[AIM OF THE TASK] Reproduce the records below line for line, leaving out the pictures.

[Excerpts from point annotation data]
—————

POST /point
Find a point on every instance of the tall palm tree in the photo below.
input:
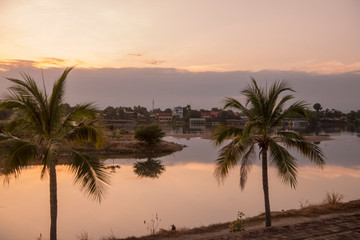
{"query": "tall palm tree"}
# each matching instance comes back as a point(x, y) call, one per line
point(265, 113)
point(42, 133)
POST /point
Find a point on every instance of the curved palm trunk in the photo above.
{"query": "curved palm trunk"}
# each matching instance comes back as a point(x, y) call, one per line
point(53, 203)
point(266, 188)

—————

[ANSWER TO THIS TASK]
POST /point
Find a point on every instance of the tall palm tree in the photo below.
input:
{"query": "tall palm tree"}
# each matching instance comes back as a point(x, y) call, one per line
point(265, 113)
point(42, 133)
POST /point
Find a point on every instance of the curved palm trunk in the photo above.
{"query": "curved palm trunk"}
# each matching instance comes back as a point(x, y) call, one per line
point(53, 203)
point(266, 188)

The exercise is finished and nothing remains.